# Kutipan Pilihan

==============================

MBG Bukan Panggung Bisnis, Pilihlah Bahan Terbaik Demi Anak Bangsa
Oleh *Imam Mawardi Ridlwan
HARIAN- NEWS.com – Program Makan Bergizi (MBG) resmi dimulai pada 6 Januari 2025. Sejak peluncuran, program ini menyedot perhatian banyak pihak karena menjadi harapan bagi anak-anak untuk mendapat layanan makanan bergizi dan aman.
Namun sejak awal, saya sudah menyimpan kekhawatiran. Terlalu banyak pintu terbuka bagi pemasok: ada yang tulus, tapi ada pula yang oportunis; ada yang berpengalaman, tapi tak sedikit yang sekadar coba-coba berdagang.
Karena itu, satu pesan penting ingin saya titipkan kepada para pengelola MBG: jangan tergoda. Jangan silau oleh harga murah atau janji manis. Jangan pula tunduk pada tekanan mitra atau yayasan. Jika bahan tidak sesuai standar MBG, tolak saja dengan tegas. Sebab di balik satu keputusan lunak, bisa tersembunyi bencana besar.

==============================

# Daftar Data
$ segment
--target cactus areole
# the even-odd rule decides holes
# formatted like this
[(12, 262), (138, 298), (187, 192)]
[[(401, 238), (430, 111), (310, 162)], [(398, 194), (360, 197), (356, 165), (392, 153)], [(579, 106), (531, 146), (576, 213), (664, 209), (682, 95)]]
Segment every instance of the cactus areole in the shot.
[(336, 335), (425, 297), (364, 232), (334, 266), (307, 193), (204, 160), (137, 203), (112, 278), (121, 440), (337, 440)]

==============================

# Petunjuk
Tolong tuliskan tanpa perubahan bagian artikel tentang Program Makan Bergizi yang dimulai dari "Karena itu, satu" dan berakhir pada "tersembunyi bencana besar.".

# Jawaban Tugas
Karena itu, satu pesan penting ingin saya titipkan kepada para pengelola MBG: jangan tergoda. Jangan silau oleh harga murah atau janji manis. Jangan pula tunduk pada tekanan mitra atau yayasan. Jika bahan tidak sesuai standar MBG, tolak saja dengan tegas. Sebab di balik satu keputusan lunak, bisa tersembunyi bencana besar.